• _MATERIAL PROVIDED_

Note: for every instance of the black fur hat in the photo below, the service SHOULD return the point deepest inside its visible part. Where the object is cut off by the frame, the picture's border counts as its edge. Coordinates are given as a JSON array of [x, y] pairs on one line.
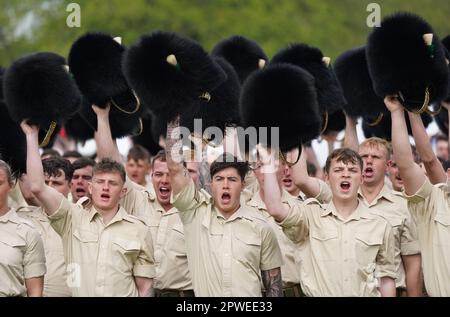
[[169, 73], [442, 120], [353, 75], [223, 108], [243, 54], [38, 87], [404, 58], [95, 61], [336, 122], [329, 92], [146, 138], [384, 129], [13, 148], [284, 96]]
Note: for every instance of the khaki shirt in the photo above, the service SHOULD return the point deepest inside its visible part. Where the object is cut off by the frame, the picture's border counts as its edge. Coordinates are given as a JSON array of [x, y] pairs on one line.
[[394, 209], [226, 256], [55, 281], [431, 211], [103, 259], [21, 254], [289, 270], [340, 257], [172, 270]]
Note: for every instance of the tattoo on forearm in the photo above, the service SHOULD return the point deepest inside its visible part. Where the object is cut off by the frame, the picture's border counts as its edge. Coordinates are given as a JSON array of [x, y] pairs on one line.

• _YOUR TASK_
Turn the material, starting at its first line and ending at the line that contains "257], [172, 270]]", into a JSON list of strings with one string per line and no blank lines. Leave the pictures out.

• _ANSWER_
[
  "Note: for every instance of the black fur hat in the photo below, the service SHOULD return the point deepest inside its visible part. Where the object is cut off by the frame, the picture's border counts as its edge. Coordinates are given as a JSON array of [x, y] pairs on one line.",
  "[[169, 73], [442, 120], [353, 75], [223, 108], [243, 54], [38, 87], [404, 58], [95, 61], [336, 122], [329, 92], [146, 138], [384, 129], [13, 148], [284, 96]]",
  "Note: for every instance of the khaki shirt in the photo above, the service SHOULD return the point deepest inside its visible part. Where the object is cut off by the frame, the picture's border counts as its edge. Coordinates are given as a JSON array of [x, y] pairs on one line.",
  "[[394, 209], [226, 256], [55, 281], [431, 211], [103, 259], [21, 254], [289, 270], [340, 257], [172, 270]]"
]